*RECORDS PROVIDED*.
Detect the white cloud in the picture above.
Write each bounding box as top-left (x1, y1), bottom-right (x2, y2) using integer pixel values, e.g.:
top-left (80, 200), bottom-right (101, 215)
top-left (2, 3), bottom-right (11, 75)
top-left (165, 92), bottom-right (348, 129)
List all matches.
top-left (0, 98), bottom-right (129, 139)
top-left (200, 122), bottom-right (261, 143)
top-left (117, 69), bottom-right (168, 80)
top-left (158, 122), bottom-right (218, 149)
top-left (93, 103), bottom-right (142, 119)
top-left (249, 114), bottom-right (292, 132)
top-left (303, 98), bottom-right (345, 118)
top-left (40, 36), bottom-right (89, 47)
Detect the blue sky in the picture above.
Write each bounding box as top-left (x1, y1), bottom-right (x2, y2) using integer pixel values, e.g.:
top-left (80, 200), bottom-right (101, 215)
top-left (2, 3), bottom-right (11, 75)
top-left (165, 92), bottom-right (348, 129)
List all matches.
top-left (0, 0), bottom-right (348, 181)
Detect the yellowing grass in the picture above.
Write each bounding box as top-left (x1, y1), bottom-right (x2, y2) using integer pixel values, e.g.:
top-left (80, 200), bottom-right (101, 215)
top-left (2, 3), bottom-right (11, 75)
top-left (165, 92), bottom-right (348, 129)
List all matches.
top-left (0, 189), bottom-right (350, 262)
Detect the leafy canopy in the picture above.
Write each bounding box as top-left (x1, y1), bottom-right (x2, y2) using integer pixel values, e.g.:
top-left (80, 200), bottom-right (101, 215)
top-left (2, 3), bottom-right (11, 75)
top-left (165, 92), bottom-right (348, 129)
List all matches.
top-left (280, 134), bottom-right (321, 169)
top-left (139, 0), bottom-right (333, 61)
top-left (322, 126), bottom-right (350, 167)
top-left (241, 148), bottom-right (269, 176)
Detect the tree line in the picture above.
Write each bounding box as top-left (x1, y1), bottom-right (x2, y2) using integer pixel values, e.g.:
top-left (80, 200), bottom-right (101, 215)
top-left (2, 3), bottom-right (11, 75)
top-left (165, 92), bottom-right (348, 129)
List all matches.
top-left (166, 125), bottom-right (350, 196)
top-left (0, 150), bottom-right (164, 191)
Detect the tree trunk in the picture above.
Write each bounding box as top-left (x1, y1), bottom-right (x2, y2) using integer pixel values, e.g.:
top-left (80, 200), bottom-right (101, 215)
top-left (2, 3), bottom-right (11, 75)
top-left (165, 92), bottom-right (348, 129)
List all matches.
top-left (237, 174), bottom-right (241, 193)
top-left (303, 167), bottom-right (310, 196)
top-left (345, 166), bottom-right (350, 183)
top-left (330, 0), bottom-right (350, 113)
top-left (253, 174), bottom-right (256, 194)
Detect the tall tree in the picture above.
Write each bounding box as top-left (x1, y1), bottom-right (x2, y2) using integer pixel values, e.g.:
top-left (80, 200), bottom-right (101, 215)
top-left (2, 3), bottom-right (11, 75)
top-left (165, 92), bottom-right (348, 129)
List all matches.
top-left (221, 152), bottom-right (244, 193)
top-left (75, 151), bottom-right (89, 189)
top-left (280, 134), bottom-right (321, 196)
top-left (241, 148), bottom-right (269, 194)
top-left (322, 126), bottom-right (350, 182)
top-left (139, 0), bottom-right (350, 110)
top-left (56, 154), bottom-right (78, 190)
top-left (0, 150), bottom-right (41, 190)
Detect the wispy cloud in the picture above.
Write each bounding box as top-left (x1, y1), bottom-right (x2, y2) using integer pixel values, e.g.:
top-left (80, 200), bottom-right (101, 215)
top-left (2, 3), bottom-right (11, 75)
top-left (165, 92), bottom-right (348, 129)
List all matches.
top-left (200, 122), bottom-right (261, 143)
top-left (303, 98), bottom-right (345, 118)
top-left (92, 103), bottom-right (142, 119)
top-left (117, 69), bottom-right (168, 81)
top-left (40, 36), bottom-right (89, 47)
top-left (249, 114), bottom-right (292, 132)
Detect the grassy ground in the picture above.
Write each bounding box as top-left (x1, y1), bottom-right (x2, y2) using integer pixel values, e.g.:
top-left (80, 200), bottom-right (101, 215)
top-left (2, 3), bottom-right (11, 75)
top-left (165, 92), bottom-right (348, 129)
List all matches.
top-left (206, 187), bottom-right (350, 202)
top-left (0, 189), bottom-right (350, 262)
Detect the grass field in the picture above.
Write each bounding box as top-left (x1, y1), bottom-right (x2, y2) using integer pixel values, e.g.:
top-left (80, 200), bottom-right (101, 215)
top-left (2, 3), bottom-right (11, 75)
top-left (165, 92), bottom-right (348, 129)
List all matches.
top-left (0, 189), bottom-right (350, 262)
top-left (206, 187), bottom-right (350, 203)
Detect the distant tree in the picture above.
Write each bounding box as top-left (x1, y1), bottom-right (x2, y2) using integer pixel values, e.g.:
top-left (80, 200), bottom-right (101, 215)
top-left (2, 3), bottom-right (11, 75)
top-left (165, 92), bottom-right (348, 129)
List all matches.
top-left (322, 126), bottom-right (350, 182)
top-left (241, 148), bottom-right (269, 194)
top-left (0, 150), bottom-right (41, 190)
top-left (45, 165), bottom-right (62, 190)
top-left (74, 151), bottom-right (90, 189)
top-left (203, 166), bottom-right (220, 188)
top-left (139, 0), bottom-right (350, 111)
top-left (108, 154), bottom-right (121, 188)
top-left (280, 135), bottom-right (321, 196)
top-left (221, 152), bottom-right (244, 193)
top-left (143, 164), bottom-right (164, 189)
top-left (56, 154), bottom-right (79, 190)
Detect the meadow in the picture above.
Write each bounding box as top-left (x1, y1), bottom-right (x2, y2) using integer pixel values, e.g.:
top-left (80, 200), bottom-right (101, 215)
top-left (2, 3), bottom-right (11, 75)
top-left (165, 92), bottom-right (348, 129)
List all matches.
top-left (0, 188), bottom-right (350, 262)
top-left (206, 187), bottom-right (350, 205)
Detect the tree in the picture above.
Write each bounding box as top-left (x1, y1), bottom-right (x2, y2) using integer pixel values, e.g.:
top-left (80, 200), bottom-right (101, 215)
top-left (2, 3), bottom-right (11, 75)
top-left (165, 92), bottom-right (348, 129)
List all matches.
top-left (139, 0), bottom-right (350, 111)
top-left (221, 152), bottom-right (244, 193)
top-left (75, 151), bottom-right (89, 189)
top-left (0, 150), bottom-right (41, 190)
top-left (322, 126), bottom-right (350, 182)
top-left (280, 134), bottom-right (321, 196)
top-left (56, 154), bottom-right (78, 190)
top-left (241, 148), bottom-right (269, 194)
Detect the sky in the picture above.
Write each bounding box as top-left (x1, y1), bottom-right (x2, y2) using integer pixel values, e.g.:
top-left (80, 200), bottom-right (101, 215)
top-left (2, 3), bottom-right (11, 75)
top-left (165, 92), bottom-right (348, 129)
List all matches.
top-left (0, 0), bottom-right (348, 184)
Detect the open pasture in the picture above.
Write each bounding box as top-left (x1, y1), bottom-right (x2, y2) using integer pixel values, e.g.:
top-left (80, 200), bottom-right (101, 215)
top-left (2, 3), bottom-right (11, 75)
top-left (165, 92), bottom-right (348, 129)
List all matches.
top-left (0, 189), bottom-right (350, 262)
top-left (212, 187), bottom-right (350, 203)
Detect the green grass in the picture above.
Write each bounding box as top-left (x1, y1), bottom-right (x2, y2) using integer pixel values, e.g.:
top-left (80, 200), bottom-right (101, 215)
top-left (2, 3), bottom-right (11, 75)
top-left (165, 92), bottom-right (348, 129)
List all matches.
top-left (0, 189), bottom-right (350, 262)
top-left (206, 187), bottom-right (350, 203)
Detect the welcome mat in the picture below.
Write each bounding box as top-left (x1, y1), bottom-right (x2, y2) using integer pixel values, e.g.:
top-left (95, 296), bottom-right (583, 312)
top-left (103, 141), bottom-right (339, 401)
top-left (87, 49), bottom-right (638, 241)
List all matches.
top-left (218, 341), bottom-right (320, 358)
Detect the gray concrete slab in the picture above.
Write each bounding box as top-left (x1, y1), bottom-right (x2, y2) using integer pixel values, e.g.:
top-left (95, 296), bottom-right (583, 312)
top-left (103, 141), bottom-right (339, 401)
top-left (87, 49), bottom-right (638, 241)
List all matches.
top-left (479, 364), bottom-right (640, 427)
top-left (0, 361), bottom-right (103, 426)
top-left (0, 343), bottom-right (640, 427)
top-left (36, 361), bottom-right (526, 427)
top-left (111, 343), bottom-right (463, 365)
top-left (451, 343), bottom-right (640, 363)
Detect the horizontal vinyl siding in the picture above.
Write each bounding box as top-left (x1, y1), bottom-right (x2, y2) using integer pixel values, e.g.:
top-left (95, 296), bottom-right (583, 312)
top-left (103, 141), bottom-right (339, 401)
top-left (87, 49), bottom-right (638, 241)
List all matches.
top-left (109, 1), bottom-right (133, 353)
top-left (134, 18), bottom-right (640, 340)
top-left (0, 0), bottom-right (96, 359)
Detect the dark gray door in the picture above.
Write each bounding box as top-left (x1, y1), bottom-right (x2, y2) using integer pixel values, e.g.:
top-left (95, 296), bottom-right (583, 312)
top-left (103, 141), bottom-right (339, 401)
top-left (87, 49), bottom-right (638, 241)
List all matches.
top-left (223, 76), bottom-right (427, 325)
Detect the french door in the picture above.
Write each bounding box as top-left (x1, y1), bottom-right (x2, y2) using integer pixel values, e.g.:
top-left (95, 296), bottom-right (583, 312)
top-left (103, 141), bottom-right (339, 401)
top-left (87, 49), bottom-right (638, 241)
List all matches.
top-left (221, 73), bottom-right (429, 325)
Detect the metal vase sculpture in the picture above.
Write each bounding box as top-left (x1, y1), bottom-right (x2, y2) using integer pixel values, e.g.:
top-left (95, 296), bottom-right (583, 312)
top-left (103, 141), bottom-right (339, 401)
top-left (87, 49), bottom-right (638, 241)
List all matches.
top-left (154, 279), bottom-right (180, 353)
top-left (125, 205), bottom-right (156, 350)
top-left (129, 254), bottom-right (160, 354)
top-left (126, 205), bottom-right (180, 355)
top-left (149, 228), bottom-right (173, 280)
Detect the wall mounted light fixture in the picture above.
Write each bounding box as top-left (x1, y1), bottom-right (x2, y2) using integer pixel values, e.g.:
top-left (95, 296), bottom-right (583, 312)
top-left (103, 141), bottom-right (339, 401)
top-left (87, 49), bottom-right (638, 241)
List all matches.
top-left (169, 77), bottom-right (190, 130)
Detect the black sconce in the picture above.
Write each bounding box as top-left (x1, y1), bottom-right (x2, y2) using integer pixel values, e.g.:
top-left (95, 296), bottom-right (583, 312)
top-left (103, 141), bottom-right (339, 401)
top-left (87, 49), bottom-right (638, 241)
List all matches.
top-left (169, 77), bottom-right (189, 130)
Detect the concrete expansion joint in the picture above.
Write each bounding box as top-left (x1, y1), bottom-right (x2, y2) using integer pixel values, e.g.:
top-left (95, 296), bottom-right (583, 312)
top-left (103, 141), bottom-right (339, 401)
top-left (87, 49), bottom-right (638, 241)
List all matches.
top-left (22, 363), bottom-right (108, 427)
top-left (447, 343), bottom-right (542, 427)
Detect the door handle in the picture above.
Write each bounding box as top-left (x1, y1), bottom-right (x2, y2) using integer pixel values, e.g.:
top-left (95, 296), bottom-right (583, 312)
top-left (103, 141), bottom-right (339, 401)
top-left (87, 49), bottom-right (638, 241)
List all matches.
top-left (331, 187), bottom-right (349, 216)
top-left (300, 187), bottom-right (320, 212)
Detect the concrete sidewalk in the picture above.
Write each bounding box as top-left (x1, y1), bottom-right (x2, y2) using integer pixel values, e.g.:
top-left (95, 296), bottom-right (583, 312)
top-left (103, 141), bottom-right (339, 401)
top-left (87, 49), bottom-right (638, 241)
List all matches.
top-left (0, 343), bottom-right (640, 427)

*WORK REQUIRED*.
From the material above, reproduce everything from the line containing "Detect the wall" down to the line containing "top-left (169, 77), bottom-right (190, 130)", both included, adding 19 to every coordinate in the answer bounding boxes. Leave the request lines and their sample coordinates unchanged.

*RESPONSE FOR THIS EXERCISE*.
Detect the wall mounted light fixture in the picture above.
Write each bounding box as top-left (x1, y1), bottom-right (x2, y2) using integer pixel values, e.g.:
top-left (95, 296), bottom-right (583, 312)
top-left (103, 141), bottom-right (339, 401)
top-left (87, 49), bottom-right (638, 241)
List all matches.
top-left (188, 96), bottom-right (209, 149)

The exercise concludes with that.